> _EXERCISE_: In your answer, set down the records below exactly as they stand, omitting pictures.

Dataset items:
--------------------

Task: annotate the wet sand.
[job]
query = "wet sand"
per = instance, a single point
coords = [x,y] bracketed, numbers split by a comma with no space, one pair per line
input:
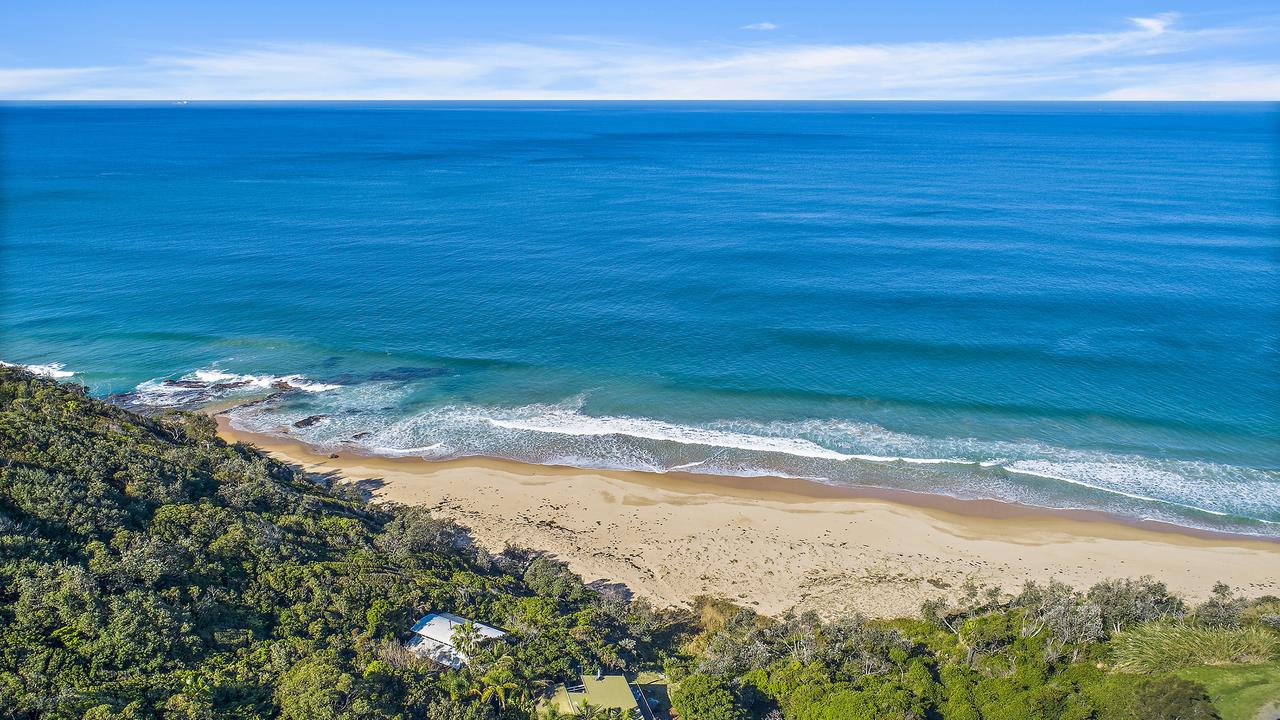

--------------------

> _TASK OUTPUT_:
Task: annotate the wet sand.
[job]
query = "wet sand"
per = instance, a single point
coords = [x,y] bracketed, numbers split by a comma with no space, one pair per line
input:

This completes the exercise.